#### Material for this task
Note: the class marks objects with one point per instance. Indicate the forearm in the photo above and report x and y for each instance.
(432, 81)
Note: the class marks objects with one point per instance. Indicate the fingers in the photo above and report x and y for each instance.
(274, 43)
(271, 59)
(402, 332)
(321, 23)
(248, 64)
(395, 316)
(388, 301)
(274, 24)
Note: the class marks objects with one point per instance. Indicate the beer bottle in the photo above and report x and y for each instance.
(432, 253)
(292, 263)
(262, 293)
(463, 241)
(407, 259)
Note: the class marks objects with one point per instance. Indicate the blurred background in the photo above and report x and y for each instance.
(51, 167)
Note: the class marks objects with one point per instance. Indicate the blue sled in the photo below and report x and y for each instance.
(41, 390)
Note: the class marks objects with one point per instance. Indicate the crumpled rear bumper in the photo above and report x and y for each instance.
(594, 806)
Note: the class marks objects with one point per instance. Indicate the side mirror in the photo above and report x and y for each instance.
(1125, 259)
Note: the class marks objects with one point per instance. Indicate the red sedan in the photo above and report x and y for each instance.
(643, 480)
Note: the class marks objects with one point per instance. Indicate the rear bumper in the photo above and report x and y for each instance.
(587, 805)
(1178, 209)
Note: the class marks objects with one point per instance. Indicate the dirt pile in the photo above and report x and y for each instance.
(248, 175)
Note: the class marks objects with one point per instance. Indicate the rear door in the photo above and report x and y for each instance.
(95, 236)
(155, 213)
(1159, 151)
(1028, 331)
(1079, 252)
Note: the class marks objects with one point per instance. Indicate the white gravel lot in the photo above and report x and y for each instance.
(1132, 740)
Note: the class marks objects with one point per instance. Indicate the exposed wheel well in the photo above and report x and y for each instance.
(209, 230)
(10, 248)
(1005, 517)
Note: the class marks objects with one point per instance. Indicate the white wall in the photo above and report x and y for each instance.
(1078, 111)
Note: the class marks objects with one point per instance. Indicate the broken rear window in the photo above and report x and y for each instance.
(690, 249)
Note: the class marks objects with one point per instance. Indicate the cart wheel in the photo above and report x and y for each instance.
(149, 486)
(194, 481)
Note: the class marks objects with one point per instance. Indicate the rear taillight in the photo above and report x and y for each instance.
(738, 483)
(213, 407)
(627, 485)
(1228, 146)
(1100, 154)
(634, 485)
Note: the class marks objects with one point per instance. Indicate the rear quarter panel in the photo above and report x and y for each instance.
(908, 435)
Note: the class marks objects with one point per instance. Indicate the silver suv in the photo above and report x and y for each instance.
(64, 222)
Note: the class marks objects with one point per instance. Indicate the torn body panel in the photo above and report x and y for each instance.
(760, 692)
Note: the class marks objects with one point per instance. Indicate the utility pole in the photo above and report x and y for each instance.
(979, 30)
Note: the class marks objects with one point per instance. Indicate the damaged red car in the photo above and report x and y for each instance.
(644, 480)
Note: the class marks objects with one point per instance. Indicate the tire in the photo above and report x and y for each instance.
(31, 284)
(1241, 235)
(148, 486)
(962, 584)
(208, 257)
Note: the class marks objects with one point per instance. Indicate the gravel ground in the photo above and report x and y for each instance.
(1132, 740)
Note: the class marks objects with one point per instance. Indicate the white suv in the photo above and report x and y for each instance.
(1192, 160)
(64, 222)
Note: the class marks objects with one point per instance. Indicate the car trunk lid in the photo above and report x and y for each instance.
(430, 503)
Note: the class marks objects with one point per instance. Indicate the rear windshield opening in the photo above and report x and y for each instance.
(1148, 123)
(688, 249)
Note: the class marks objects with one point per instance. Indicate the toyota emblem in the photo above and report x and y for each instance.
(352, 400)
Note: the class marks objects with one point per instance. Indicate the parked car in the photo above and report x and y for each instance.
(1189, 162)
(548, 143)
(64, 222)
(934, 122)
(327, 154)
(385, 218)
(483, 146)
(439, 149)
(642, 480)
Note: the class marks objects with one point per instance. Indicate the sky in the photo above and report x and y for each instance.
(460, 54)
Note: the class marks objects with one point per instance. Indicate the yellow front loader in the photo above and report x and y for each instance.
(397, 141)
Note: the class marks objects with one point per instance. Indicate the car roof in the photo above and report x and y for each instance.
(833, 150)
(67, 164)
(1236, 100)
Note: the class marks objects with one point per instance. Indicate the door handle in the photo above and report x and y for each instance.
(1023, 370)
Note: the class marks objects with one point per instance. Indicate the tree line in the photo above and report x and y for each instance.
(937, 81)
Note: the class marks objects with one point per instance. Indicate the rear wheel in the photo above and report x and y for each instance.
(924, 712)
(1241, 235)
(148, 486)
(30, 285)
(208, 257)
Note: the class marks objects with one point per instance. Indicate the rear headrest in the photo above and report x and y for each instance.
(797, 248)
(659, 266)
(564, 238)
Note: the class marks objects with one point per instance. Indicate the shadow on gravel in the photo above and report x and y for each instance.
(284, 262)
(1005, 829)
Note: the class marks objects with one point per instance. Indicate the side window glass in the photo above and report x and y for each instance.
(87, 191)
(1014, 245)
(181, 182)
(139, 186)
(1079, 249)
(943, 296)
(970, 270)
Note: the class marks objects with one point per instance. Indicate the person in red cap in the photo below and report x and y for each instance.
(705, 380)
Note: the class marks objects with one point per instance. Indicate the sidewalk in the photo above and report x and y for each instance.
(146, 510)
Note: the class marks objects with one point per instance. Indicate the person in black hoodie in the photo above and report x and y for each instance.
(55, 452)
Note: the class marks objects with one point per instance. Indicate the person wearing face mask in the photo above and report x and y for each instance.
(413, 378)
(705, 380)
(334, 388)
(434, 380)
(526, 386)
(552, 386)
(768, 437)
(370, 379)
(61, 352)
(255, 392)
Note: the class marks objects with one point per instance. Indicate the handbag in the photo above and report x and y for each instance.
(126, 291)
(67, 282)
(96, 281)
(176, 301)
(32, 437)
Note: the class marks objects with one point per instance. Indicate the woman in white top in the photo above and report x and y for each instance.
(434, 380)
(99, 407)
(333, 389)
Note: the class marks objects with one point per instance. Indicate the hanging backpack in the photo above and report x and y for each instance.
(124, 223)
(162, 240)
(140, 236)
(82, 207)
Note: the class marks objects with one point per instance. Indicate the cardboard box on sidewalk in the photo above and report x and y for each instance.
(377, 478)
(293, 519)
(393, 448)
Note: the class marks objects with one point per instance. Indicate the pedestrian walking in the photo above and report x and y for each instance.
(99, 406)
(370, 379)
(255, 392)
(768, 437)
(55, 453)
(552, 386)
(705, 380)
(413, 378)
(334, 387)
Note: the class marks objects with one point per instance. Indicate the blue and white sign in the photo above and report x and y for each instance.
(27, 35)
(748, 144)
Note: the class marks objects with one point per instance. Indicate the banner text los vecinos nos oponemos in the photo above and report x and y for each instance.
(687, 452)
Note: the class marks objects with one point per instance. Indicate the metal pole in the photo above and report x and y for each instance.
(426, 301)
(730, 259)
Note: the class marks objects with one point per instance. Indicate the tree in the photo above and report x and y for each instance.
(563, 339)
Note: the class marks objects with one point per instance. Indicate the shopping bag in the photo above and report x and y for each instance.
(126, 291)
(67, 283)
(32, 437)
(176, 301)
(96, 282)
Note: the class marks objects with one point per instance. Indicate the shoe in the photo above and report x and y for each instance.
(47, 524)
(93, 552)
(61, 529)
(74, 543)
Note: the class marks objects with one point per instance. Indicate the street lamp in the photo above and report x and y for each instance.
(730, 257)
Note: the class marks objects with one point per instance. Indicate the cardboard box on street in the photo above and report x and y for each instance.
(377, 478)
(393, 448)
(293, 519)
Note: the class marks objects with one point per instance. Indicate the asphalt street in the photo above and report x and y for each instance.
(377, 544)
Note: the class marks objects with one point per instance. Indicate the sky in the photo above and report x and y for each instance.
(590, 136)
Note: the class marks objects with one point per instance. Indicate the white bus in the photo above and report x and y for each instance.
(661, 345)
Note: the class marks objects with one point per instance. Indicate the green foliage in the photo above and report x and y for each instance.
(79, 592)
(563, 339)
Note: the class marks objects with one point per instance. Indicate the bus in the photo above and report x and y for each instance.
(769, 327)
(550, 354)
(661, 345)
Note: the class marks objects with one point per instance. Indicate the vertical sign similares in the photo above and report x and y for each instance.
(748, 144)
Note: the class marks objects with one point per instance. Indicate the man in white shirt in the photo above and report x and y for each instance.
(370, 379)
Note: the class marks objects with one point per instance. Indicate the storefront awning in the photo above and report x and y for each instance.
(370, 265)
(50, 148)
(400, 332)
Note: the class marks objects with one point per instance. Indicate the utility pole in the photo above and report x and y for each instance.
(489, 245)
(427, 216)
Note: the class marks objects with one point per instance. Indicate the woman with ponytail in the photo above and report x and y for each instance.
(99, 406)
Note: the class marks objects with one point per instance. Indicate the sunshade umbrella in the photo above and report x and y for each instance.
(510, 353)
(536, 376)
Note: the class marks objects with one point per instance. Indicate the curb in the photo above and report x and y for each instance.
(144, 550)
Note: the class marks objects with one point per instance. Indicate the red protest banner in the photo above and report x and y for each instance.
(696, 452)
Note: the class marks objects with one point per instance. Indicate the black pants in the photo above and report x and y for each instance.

#### What is being asked
Set out the records from the line with "the white gravel" to the line with "(1078, 111)", both included, as a Markdown table with columns "Row" and "Line". Number each line and leave out blank ones.

#### Exercise result
| Row | Line |
|---|---|
| 1 | Note: the class marks objects with one point per instance. Indicate the white gravel lot in the photo above and report x and y for each instance. |
| 2 | (1132, 740) |
| 3 | Note: the class marks objects with one point per instance. Indicate the exposed wheel well in the photo above and report x and y for each instance. |
| 4 | (209, 230) |
| 5 | (10, 248) |
| 6 | (1005, 517) |
| 7 | Note: the class marks objects with one point per instance. Indicate the white wall in the photo above and report x and y for each instance. |
| 8 | (1078, 111) |